## Work instruction
Each line of the records below that includes "blurred" adds one to the count; state the final count by itself.

## Information given
- - - - - - -
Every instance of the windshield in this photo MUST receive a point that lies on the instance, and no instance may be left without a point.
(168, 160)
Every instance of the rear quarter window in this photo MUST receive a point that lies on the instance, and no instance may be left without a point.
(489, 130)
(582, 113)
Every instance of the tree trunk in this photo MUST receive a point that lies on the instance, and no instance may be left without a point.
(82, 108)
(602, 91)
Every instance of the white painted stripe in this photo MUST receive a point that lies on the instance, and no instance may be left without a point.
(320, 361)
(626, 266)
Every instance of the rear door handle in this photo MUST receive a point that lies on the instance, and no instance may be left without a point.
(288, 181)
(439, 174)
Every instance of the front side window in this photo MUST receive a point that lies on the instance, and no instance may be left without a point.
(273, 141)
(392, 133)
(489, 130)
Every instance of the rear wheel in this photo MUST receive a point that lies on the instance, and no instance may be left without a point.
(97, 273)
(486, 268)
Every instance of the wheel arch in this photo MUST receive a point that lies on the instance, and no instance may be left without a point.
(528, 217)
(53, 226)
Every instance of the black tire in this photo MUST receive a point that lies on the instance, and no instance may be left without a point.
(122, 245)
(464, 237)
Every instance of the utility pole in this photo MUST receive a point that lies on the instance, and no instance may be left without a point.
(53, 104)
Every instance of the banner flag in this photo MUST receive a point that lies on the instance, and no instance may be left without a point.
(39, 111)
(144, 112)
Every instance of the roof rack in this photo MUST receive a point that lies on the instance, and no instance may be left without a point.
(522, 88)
- - - - - - -
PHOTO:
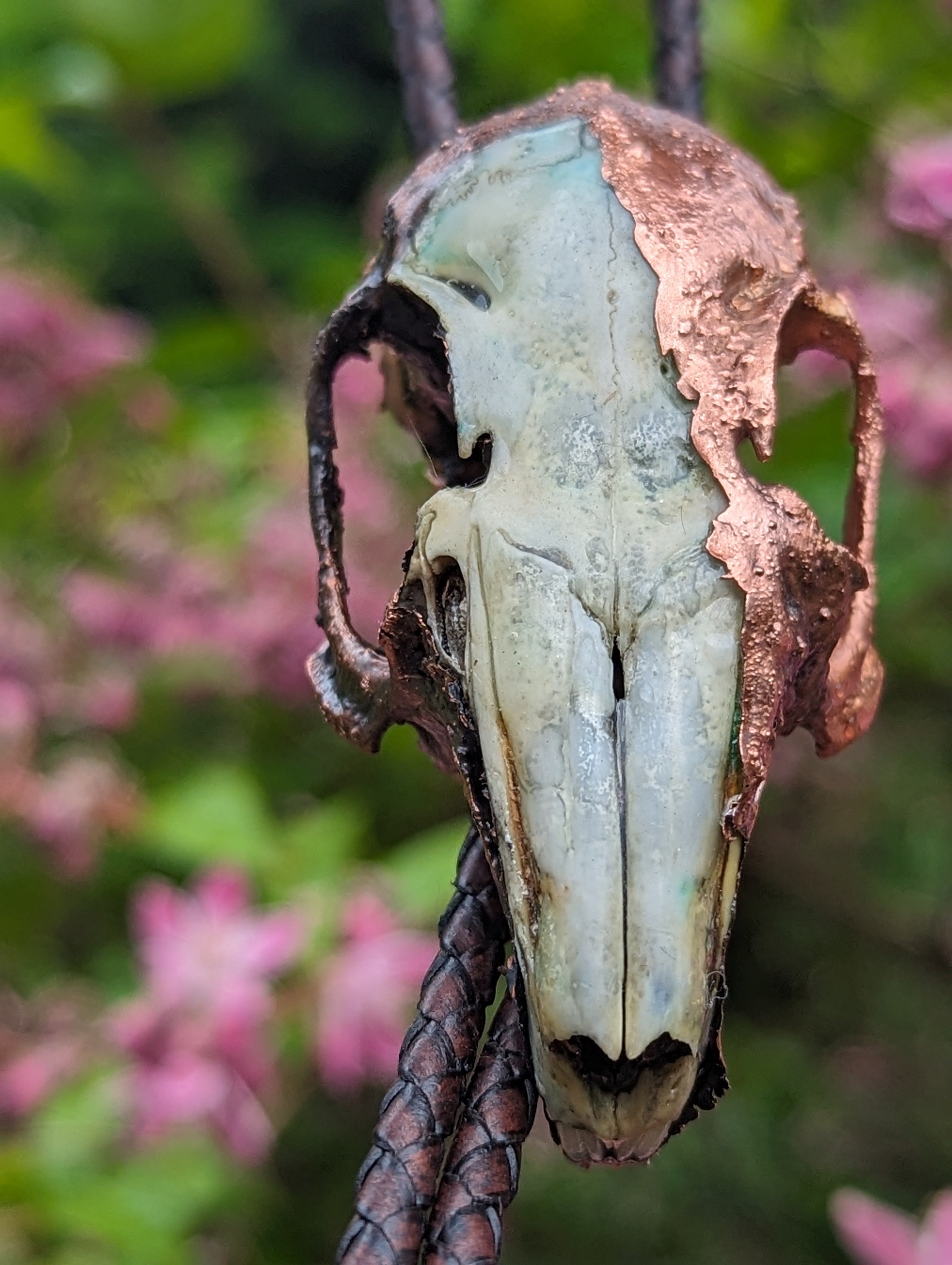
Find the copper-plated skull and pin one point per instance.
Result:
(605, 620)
- - - - - - -
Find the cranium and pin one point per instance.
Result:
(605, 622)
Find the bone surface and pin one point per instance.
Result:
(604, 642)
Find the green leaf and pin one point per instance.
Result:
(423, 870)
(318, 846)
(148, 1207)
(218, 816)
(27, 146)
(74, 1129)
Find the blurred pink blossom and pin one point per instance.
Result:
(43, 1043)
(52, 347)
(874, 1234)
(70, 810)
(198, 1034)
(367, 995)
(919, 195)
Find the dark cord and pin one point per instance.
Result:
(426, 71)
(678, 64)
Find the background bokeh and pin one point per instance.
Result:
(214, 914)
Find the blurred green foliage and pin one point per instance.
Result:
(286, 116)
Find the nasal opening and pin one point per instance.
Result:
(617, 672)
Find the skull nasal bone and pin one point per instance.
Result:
- - - - - - -
## Exercise output
2